-- START Information shown --

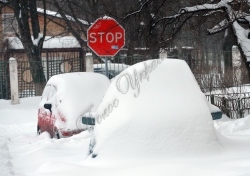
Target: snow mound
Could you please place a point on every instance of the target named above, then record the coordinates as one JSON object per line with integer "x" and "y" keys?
{"x": 154, "y": 108}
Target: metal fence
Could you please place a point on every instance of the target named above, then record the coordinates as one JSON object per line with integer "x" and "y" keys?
{"x": 56, "y": 63}
{"x": 233, "y": 105}
{"x": 4, "y": 80}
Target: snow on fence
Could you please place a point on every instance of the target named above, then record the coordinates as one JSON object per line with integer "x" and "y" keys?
{"x": 234, "y": 105}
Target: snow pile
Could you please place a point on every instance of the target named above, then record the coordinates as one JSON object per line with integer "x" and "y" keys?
{"x": 76, "y": 93}
{"x": 6, "y": 166}
{"x": 235, "y": 127}
{"x": 154, "y": 108}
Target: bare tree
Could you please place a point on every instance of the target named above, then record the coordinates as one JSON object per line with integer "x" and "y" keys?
{"x": 26, "y": 13}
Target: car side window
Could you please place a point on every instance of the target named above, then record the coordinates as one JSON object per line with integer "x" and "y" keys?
{"x": 52, "y": 92}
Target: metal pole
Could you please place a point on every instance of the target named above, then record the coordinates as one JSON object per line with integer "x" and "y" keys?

-- END Information shown --

What to produce =>
Rewrite the stretch of the material from the line containing "Target: snow on fence" through the end of the material, keeping every line, and shift each coordinate value in the answers up by 37.

Task solution =>
Target: snow on fence
Could you please place a point on every instance of the target named above, then record the coordinates as one JSON object per line with integer "x" and "y" keys?
{"x": 271, "y": 142}
Target: snow pile
Could you please place a point on every instance of the target named above, then record the coordinates as one JSON object per line with integer "x" and "y" keys?
{"x": 113, "y": 130}
{"x": 43, "y": 203}
{"x": 272, "y": 164}
{"x": 191, "y": 145}
Target: bare tree
Could you please place a point on every instance of the target named above, then record the coordinates as one JSON object per line with integer "x" and "y" keys?
{"x": 63, "y": 50}
Target: car side window
Could you please place a point on every instance of the target named above, then record the coordinates as one JSON object per line with integer "x" and "y" keys?
{"x": 89, "y": 129}
Target: metal pole
Could you please place a point on every instance of the target named above, then record the coordinates as one JSON object per line with integer "x" and "y" keys?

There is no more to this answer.